*Problem:*
Return all of the data that follows precisely, leaving every image out.
Extracted records Start Marker
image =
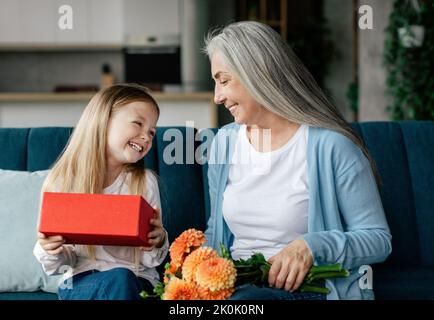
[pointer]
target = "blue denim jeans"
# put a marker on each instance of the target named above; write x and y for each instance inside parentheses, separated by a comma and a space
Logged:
Extracted records End Marker
*Answer space:*
image =
[pointer]
target = "blue denim jeans"
# put a marker on each instance of the target named above; write x and y for each instance inside parentheses, separated by a comma and a space
Logged:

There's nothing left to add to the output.